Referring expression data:

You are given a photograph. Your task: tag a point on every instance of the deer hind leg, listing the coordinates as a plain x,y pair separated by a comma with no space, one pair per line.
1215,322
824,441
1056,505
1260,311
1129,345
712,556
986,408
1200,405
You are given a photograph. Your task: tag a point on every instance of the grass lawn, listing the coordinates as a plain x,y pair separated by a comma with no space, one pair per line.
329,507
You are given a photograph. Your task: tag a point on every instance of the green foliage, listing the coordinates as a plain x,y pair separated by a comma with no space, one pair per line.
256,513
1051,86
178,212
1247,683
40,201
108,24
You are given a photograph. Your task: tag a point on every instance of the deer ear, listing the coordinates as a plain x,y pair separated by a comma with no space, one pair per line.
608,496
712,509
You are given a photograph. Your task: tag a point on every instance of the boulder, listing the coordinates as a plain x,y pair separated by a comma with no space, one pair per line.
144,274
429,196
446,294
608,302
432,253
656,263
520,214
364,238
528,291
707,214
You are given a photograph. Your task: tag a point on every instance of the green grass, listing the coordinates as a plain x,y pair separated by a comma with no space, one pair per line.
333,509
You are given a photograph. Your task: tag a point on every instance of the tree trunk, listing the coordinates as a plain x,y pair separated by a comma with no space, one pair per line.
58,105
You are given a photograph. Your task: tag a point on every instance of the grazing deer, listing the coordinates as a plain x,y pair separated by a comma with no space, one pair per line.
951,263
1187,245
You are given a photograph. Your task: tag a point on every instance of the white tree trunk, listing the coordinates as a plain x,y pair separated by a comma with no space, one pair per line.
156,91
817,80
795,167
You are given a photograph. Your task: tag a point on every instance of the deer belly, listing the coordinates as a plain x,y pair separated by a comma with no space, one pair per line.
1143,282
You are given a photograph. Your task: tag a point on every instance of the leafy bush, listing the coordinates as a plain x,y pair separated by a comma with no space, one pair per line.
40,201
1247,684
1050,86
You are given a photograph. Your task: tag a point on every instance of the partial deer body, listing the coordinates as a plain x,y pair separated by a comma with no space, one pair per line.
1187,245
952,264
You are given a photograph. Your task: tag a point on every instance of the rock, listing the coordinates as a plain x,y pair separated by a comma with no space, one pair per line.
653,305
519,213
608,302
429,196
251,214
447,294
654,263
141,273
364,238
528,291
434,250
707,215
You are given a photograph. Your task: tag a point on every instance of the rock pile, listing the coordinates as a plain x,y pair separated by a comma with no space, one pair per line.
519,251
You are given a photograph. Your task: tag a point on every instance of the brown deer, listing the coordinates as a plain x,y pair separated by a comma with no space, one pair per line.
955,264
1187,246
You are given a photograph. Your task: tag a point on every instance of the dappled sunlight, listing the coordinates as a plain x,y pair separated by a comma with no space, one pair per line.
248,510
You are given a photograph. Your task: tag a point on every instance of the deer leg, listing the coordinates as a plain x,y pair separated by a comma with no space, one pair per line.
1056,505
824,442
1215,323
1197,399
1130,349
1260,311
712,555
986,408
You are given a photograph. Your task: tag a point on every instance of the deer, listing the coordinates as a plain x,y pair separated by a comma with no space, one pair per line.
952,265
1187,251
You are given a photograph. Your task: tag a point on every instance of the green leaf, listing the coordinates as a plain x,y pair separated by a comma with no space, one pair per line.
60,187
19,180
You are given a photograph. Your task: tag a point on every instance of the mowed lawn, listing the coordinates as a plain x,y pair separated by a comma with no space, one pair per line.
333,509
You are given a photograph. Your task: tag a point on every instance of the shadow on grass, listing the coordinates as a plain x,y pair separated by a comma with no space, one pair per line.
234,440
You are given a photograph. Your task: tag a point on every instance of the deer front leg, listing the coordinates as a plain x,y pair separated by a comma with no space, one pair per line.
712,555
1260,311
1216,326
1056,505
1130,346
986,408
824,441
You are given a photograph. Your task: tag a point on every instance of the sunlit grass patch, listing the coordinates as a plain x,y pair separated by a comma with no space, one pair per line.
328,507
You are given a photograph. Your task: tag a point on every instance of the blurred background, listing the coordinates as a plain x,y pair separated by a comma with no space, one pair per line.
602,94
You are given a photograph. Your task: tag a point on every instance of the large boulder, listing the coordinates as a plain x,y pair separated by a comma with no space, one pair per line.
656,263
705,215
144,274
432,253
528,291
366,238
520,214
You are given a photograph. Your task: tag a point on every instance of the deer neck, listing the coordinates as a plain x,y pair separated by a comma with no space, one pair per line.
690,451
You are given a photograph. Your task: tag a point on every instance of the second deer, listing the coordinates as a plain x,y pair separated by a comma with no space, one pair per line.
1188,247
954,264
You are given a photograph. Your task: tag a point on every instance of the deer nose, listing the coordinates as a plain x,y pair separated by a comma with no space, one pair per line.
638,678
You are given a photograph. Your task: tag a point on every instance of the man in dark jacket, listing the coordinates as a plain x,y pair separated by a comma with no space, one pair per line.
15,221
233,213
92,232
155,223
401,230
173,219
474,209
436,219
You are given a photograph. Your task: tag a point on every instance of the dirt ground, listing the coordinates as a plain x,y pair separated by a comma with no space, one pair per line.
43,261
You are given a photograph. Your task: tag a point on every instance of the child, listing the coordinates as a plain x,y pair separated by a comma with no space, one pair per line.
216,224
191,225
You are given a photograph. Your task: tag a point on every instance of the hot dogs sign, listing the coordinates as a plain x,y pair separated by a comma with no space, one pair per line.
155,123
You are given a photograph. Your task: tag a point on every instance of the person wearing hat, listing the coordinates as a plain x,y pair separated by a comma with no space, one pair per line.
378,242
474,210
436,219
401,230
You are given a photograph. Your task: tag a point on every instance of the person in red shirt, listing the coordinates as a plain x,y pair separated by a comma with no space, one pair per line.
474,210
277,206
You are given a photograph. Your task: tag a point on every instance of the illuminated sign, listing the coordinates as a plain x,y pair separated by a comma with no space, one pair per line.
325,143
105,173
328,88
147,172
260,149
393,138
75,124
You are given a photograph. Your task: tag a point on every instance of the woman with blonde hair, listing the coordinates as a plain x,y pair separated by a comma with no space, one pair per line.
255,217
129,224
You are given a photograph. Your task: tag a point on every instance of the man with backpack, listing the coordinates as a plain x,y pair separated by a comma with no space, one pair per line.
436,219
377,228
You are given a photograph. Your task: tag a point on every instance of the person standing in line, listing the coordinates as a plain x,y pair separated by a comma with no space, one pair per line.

Instructions to follow:
Output the records in full. Match them exactly.

Written reply:
You are given a photograph. Your task: tag a point on every instance of the deer hind leg, listing the coordinates as a plain x,y pair separated by a comma with no space, one pair per line.
1215,322
824,441
1056,505
1260,311
1129,345
712,556
986,408
1200,405
You are given a photograph. Your task: tag a point on every instance of the grass lawn, listing the coordinates as a plain x,y pair separated by a comma with no space, one pair per line.
329,507
You are given a photograph. Your task: tag a point on every instance of the green foliage, listing the coordinates as a plain x,y pair separated by a comma with no space, one pair per line.
256,513
1051,86
178,212
1247,683
40,201
108,24
You are given a photograph. Your task: tag a point on every instance of the deer ear, listing the coordinates as a plain x,y pair separated by a comma with no space, one pair per line.
608,496
712,509
You are given a photograph. Your task: tag a point on every instance of the boulder, listing the coordinates as a plain x,y pair separated by a comma with no space, one pair per line.
144,274
429,196
446,294
608,302
432,253
656,263
520,214
364,238
528,291
707,214
You are given a photograph. Your task: tag a point on every instance of the green grass, listing the coordinates as a plain x,y pair separated by a comma with no space, one pair per line.
333,509
You are given a photograph. Your task: tag a point on every instance of the tree trunk, listing the coordinates as a plain x,y pair separated by a comma with no space, one pair per line.
58,105
You are given a photograph. Your task: tag a point on every instance of the grazing deer, listing the coordinates as a plain x,y pair separated by a comma with no space, one pair per line.
951,263
1187,245
You are given a photograph. Your task: tag a point on every instance of the white tree trunk, listing the coordinates as a plain x,y pair separated by a comma with no space, one pair per line.
156,91
817,80
795,167
You are given a photograph. Your task: tag a point on every instance of the deer belly, listing the coordinates as a plain x,y pair separated by a comma with no space, one pair per line.
1143,282
You are given a photograph. Your task: tag a point on every instance of the leafy bush, listing the coordinates as a plain x,y pair separated by a comma with no space, one pair per line.
40,201
1247,684
1050,86
You are given a photograph. Your task: tag a point on every instance of the partial deer body, listing the coordinates as a plain x,y pair separated by a comma with no space, one pair per line.
1187,245
952,264
You are given a photograph. Your task: tag a point on every instance of the rock, listing the coordinates as a plain x,y pair separated by a comma with no space, one pair per line.
653,305
519,213
608,302
429,196
251,214
447,294
654,263
141,273
364,238
528,291
434,250
707,215
You are given a photograph. Your task: tag a point on every instance of the rock pile, listing the coordinates as a plain x,y pair separated by a comma with no space, one pair per line.
519,251
You are given a photograph. Your task: tag a point on every instance of the brown deer, listing the coordinates as a plain x,y pair separated by a comma with no space, one pair per line.
955,264
1187,246
You are given a photograph. Your task: tag a point on every instance of the dappled sunlight, listing the coordinates as a plain x,y pair separated by a comma with no space, one pair per line.
248,510
You are given a photograph. Your task: tag a point on every instance of the deer leg, listing the coordinates as a plain x,y pair separated by a comma with no space, one pair per line.
1056,505
824,442
1215,323
1197,399
1130,349
1260,311
712,555
986,408
You are given a photograph. Your task: tag a point on every instance of the deer, listing the coordinates as a plain x,y pair separated by a comma with no space, one pair per line.
952,265
1187,251
You are given a photograph. Your task: tag a point on every instance of the green leaf, listing the coordinates as a plain x,y pair separated by a comma with no space, one pair per line.
60,187
19,180
You are given a photograph. Your task: tag a point on every instance of the mowed lawn, listing the coordinates as a plain x,y pair separated by a comma with no space, one pair per line.
333,509
You are given a photograph. Your task: tag a point on every instance of the shadow on grass, listing the coordinates as a plain x,y pair separated by a comma with no space, one pair per line.
234,440
You are given a photograph. Your task: tag a point on every instance of the deer front leg, listing the coordinates as a plain x,y pair separated by a comma with no space, one pair per line.
712,555
1260,311
1216,326
1056,505
1130,346
986,408
824,441
You are given a photograph. Your task: tag a point on every instance of the sunlit grass patch, listing the coordinates as a plain x,y pair separated by a comma with no space, one pair per line.
328,507
You are given a photograph. Your task: tag a point on every instance of the blurred background, listing the coordinates as a plain x,y pair separated by a comma with no space, one pair per line.
602,94
You are given a photograph. Your task: tag a point on every instance of the large boulder, listing the coordinates as a plain x,y pair separated by a comma with no space, one pair per line.
656,263
705,215
144,274
432,253
528,291
366,238
520,214
You are given a photograph. Your task: tag a point on every instance of the deer neck, listing the coordinates as a plain x,y pair separated by a comma with no space, one pair per line.
690,451
You are given a photograph. Your task: tag a point on every instance of the second deer, listing the coordinates as a plain x,y pair separated by a comma with no space, one pair per line.
1188,247
954,264
You are given a photograph. Your task: tag a point on every instance of the deer nose, listing the coordinates as a plain x,y pair separated by a comma with no space, one pair per line.
638,678
You are given a photograph. Your task: tag a point on every instance of the man in dark jacket, listing the coordinates as a plain x,y pair separated by a comma with no space, one pair per line.
15,221
233,213
92,232
155,223
401,230
173,219
474,209
436,219
You are given a photograph. Your task: tag a point on every instance of the dirt ground, listing the coordinates as a plain x,y pair separated by a comma with no space, one pair per line.
43,261
You are given a photograph. Your task: tag a point on every instance of the child, listing the coordinates as a plain x,y pair separated by a comma with no space, one pair per line.
216,224
191,225
You are given a photograph. Your task: tag a point on every instance of the hot dogs sign, listing the coordinates as a plain x,y pair separated by a comma with no space, one pair per line.
155,123
You are given a photograph. Your task: tag a point on every instance of the person wearing hat, listing the coordinates as a plain x,y pair separated by a comma with no space, one pair per line.
378,242
474,210
436,219
401,230
You are given a photograph. Your task: tag a point on every instance of the person in red shirt, listing the coordinates as a plain x,y pair separated by a comma with no space, one pair per line.
474,210
277,206
You are given a photograph. Your task: tag a point on every instance of the illuminated sign, listing the coordinates as a plain x,y pair separated by a comma with no space, one pair per line.
325,143
105,173
328,88
147,172
260,149
393,138
75,124
You are given a photograph. Your task: tag a point on every instance of the woman with blonde hair, listing the coordinates as a plain x,y pair separated by a comma with no space, one pair per line.
255,217
129,224
You are given a photograph. Your task: tag a point on every instance of the man with backpack, listing the coordinates as a plain x,y pair separated by a comma with no space, one pair per line.
436,219
377,228
You are given a photograph. Your task: tag a point on every instance of the person standing in line, listing the coordinates as a plain x,y pair separated by a comma with no space, one pair per line.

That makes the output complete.